## SET PROBLEM
Extract the data exactly, missing nothing.

(Dataset rows on where objects appear)

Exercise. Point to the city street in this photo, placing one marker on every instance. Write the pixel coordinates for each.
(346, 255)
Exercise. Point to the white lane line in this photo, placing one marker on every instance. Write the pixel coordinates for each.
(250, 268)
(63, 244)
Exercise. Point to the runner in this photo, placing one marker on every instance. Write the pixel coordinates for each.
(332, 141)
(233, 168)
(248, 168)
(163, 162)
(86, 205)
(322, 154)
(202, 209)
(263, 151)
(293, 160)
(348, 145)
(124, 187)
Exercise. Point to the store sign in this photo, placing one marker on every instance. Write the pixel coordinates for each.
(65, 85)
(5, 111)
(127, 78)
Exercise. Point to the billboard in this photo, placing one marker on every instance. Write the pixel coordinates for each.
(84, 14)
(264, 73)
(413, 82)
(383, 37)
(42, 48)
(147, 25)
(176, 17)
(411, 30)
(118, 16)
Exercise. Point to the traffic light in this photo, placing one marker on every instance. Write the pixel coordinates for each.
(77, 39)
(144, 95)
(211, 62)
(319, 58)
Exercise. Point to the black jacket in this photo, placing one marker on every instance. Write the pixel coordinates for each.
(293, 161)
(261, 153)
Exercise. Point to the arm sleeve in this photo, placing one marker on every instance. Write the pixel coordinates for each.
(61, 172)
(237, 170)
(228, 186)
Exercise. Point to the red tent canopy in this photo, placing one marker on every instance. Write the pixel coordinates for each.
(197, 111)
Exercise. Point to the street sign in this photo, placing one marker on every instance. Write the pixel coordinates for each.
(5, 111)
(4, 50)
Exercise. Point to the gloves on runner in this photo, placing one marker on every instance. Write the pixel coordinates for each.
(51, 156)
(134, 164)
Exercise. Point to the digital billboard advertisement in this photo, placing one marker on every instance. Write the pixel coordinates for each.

## RESPONSE TO THE TASK
Exercise. Point to the city street in this photo, placing one marker on every instance. Write the pixel coordinates for each.
(346, 255)
Exercise. Point to the white lane line in this photo, placing one marker on every instance. Write the pixel coordinates for each.
(250, 268)
(63, 244)
Exercise. Point to the runner in this photo, placing one marker on every instance. Write the pixel coordinates for each.
(332, 141)
(233, 168)
(248, 168)
(163, 162)
(86, 205)
(322, 154)
(202, 209)
(263, 151)
(293, 160)
(348, 145)
(124, 187)
Exercise. Point to the store sign in this photo, placing one marker on every instance. Write the pixel coordinates for each.
(65, 85)
(5, 111)
(127, 78)
Exercise. Point to the billboard in this photo, placing one marker on every instance. Write the pixel coordinates for each.
(84, 14)
(264, 73)
(413, 82)
(383, 37)
(42, 48)
(147, 25)
(176, 17)
(411, 30)
(118, 16)
Exercise. Point to the traffic light in this photo, placing one marker on every instance. Write the pixel coordinates for each.
(77, 39)
(144, 95)
(211, 62)
(319, 58)
Exercise. Point to the black jacket in this photo, placing one marker on every instance. Write the pixel coordinates for each.
(293, 161)
(261, 153)
Exercise. Point to the arm sleeve in this photo, placing one marker on every instance. Write the pixel coordinates for each.
(61, 172)
(237, 170)
(228, 186)
Exercise. Point to the red tent canopy in this photo, placing one marker on every instance. Write the pixel coordinates for each.
(197, 111)
Exercise. Point to the street sign in this photo, placing one marker on every instance. Write the pixel coordinates for each.
(5, 111)
(4, 50)
Exercise. Point to the gloves on runner in this photo, placing one marker on every instance. Write the pixel coordinates for each.
(51, 156)
(134, 164)
Exercise. Point to the digital billboard advertisement in this photo, placing one marker on every instance. Write the pixel coordinates for each.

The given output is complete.